=== Given passage ===
....

Of Space and Missiles – Alamogordo, NM
Continuing on our eastbound adventure, the first two stops in the “Land Of Enchantment” (the moniker for New Mexico) led us to Las Cruces and Alamogordo. Right after the “Welcome to New Mexico” sign, we noticed several bright yellow warnings along the road advising of high winds and the dust that comes with it. And about that wind and dust? Yes, we experienced it! We were forced to cancel our upcoming stop at Carlsbad because of high wind warnings with gusts up to 60 mph, not at all recommended for large vehicles. Bummer – we’ll have to visit the Carlsbad Caverns on our next trip through the area.
Before the winds and dust descended on Alamogordo, we managed to check out the area and some good attractions.
The White Sands Missile Range Museum reminded us of the momentous events of 1945 and how a bomb ended World War II. The museum includes indoor and outdoor displays including “Missile Park”, which displays more than 50 rockets and missiles tested at the range. The most significant relic is the V-2 rocket, a captured German device which led to an array of experiments and paved the way for American manned space exploration. Inside the museum are displays and exhibits tracing the origin of American missile and space activities and how the atomic age began. There are also displays of the prehistoric cultures and the Old West found in southern New Mexico.

....

Photo-based referring expression data
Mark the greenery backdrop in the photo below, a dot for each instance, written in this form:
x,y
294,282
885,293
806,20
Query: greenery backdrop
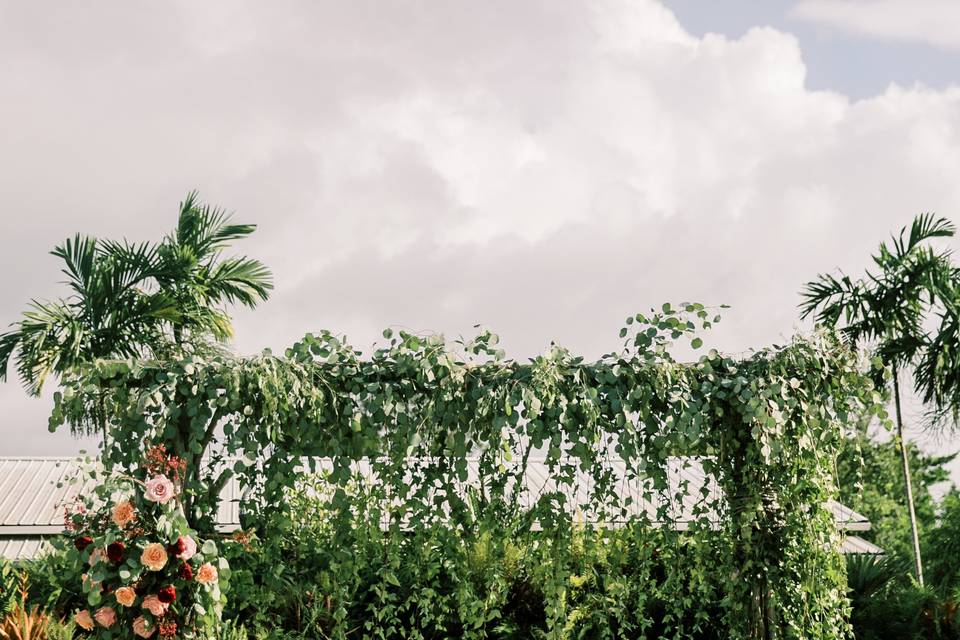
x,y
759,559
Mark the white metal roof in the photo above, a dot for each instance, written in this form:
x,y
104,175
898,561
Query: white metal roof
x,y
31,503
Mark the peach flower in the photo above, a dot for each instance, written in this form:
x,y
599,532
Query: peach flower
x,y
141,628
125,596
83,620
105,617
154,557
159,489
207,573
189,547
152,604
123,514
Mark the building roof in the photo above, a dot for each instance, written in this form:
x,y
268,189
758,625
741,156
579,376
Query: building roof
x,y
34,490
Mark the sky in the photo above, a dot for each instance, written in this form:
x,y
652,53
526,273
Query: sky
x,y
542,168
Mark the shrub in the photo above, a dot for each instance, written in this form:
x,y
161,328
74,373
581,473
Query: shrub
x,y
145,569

....

=== Prompt 1 ===
Summarize the passage about Alamogordo in two sentences.
=== Prompt 2 ===
According to the passage about Alamogordo, what is the most significant relic at the White Sands Missile Range Museum?

=== Output 1 ===
Traveling east into New Mexico, the writers stopped in Las Cruces and Alamogordo, but high wind warnings with gusts up to 60 mph forced them to cancel their stop at Carlsbad. In Alamogordo they visited the White Sands Missile Range Museum, which displays more than 50 rockets and missiles tested at the range, including a captured German V-2 rocket, along with exhibits on the origins of American missile and space activities, the atomic age, prehistoric cultures, and the Old West.

=== Output 2 ===
The V-2 rocket, a captured German device.